» **EXERCISE**
The data follows this line. Copy verbatim the line with "hmm ok lemme think — yeah i need the axe" and each line after it to the end.

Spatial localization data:
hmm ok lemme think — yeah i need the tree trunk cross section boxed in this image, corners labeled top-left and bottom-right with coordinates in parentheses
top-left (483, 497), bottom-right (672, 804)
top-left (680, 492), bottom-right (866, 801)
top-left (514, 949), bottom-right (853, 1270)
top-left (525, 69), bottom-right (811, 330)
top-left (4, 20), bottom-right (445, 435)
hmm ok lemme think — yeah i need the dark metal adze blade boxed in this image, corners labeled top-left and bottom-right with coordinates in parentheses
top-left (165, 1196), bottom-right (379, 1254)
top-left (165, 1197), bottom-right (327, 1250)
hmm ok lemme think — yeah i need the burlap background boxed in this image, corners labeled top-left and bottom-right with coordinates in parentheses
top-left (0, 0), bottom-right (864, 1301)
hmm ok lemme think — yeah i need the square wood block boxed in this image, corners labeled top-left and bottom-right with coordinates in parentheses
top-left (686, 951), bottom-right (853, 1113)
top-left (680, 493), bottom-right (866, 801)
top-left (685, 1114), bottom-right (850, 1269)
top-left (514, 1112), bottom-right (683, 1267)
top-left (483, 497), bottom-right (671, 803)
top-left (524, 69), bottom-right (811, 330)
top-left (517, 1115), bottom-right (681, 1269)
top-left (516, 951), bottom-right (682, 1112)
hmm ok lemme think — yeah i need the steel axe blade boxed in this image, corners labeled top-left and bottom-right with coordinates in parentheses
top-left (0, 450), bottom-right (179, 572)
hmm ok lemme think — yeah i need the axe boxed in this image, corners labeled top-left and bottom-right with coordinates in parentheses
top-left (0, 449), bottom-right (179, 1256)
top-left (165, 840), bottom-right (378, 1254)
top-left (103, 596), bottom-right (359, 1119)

» **OUTPUT FOR THIS TASK**
hmm ok lemme think — yeah i need the axe boxed in this image, corners labeled top-left and bottom-right with coordinates in parentheses
top-left (0, 449), bottom-right (179, 1256)
top-left (165, 840), bottom-right (378, 1254)
top-left (103, 596), bottom-right (359, 1119)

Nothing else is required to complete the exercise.